▸ **DOCUMENT EXCERPT**:
<<<<
The author is a GP in the UK.

Last month I qualified as a GP, released into the COVID-19 pandemic. A few weeks before I finished I was scared, worrying about what I would face with sick patients in potentially huge numbers requiring life-saving care. But now three weeks into the job the thing that keeps me awake at night are the vulnerable patients at risk of domestic abuse confined in their homes.

You can say that domestic abuse is the responsibility of the state, the police, the Crown Prosecution Service, the domestic abuse services and charities. But, primary care is the one common ground that these patients cross most frequently. In ‘normal’ times we might see on average several patients at risk of domestic abuse each week, but now how many are we seeing without realising? It is easy to focus on the immediate danger — a potentially deadly virus sweeping the country, but we need to be careful not to overlook the vulnerable on our own doorstep.

Perpetrators are always monitoring their victims and may not only be listening to what the victim is saying but also what the person on the other end of the phone is asking.

In a recent clinic, I sat looking through my list of patients shielding from the coronavirus, tasked with checking each one had social support and access to volunteer services. As I worked down the list I searched each name and called the patient to check how they were doing. I came across one in which the notes showed on a consultation a few months ago the woman came in distraught, disclosing repetitive domestic abuse incidents from her partner, including being choked and beaten. She had left with domestic abuse service phone numbers and a follow up appointment — which was never booked.

While I am used to speaking to patients experiencing domestic abuse I paused before calling this patient, I felt an anxiety build up inside of me. Was she okay? Was she experiencing worse domestic abuse in lockdown? Was she struggling all on her own?

I called and she answered, brightly, talkative, insisting she had good support for shielding, people doing her shopping, and fetching medication. I asked a few general introductory questions: how things were at home? She told me cheerfully things were good. I paused and asked again — receiving the same reply in different wording. Preparing to ask about her abusive partner I then asked: “Is he with you now… ?”

And I realised he had been listening to the whole conversation. My heart sank.

This was an important lesson for me, perpetrators are always monitoring their victims and may not only be listening to what the victim is saying but also what the person on the other end of the phone is asking. Little escapes their notice, which can be extremely difficult when the only access you have to a patient is on the phone.

But this is not a dead end situation, there are things as a GP you can do. Checking who is with a patient when you are going to ask them about sensitive issues is vital, ideally the patient should be in a room on their own. Checking if the patient feels safe, or if there is immediate danger is a priority — if there is, advise them to call 999. Asking yes or no questions may be one way of talking if the patient isn’t able to freely talk, but bear in mind the perpetrator may be able to hear you speaking. Arranging a call back at a safe time, offering your support, and being flexible in communication all help. Finally doing what you would do in a face to face consultation: a basic risk assessment, enquiring about children, recording and signposting/referring onwards are all things you can do to help your patient.
>>>>
▸ **DATA UNDER STUDY**:
<<<<
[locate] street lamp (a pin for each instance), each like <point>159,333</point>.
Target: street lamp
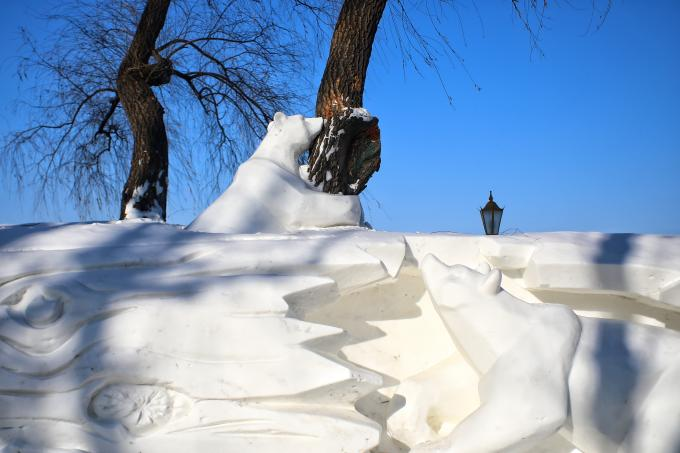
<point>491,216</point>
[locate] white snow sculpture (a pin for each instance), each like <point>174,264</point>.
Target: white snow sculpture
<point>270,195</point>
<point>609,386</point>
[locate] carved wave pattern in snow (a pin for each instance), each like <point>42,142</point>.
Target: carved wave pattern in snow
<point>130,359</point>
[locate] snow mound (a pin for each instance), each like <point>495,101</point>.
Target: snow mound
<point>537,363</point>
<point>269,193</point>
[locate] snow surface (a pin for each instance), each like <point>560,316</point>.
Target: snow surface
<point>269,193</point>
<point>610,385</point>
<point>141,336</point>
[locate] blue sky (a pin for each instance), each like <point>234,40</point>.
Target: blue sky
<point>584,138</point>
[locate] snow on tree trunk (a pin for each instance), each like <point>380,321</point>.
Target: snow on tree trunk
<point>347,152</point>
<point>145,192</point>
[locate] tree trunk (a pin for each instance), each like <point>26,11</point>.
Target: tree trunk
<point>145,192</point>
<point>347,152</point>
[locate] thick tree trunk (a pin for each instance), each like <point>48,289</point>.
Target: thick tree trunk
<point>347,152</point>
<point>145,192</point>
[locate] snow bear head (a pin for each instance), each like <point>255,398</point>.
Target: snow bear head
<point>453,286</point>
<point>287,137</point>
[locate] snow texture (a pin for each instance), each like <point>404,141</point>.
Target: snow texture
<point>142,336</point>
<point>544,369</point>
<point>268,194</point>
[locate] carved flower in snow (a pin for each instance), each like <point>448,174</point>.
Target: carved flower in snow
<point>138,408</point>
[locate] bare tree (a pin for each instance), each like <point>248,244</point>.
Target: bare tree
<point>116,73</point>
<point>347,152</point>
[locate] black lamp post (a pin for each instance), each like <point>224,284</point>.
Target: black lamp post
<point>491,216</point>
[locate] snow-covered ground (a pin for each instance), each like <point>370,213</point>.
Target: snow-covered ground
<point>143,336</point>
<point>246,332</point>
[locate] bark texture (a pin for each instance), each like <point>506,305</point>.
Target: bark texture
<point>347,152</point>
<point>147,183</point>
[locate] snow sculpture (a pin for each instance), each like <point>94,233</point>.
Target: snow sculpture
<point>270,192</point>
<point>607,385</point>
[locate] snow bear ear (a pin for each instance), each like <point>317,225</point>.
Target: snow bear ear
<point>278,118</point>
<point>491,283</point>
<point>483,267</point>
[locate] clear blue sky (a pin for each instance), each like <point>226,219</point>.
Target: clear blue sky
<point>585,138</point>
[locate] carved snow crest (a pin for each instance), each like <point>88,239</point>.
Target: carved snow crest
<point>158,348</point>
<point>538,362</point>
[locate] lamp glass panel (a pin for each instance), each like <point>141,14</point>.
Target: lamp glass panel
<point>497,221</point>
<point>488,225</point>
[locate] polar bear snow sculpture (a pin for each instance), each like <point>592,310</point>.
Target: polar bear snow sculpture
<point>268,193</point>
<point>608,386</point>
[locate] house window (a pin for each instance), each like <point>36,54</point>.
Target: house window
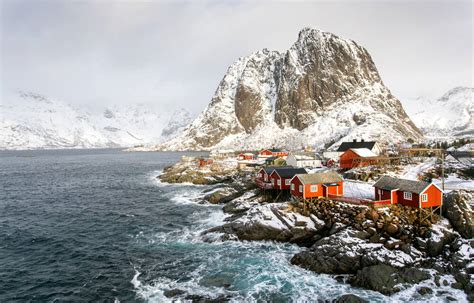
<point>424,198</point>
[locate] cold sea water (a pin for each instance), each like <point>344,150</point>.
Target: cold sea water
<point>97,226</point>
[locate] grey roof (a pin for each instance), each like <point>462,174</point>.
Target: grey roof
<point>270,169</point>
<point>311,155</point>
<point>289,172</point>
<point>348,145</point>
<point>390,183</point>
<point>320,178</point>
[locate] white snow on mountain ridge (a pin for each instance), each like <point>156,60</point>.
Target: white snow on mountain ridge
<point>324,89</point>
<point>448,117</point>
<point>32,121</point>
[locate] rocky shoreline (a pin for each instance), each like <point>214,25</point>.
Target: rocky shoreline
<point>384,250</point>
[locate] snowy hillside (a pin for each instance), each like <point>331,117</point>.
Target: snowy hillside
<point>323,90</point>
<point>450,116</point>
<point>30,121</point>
>>>>
▸ **WORK INSTRUCTIONS**:
1. Answer these questions using the article on domestic abuse during lockdown:
(a) How far into the job was the author at the time of writing?
(b) What did the woman leave her consultation a few months earlier with?
(c) What should a GP advise a patient to do if there is immediate danger?
2. Copy everything in the article on domestic abuse during lockdown from "In a recent" down to "on her own?".

▸ **SOLUTIONS BELOW**:
1.
(a) Three weeks.
(b) Domestic abuse service phone numbers and a follow-up appointment, which was never booked.
(c) Call 999.

2.
In a recent clinic, I sat looking through my list of patients shielding from the coronavirus, tasked with checking each one had social support and access to volunteer services. As I worked down the list I searched each name and called the patient to check how they were doing. I came across one in which the notes showed on a consultation a few months ago the woman came in distraught, disclosing repetitive domestic abuse incidents from her partner, including being choked and beaten. She had left with domestic abuse service phone numbers and a follow up appointment — which was never booked.

While I am used to speaking to patients experiencing domestic abuse I paused before calling this patient, I felt an anxiety build up inside of me. Was she okay? Was she experiencing worse domestic abuse in lockdown? Was she struggling all on her own?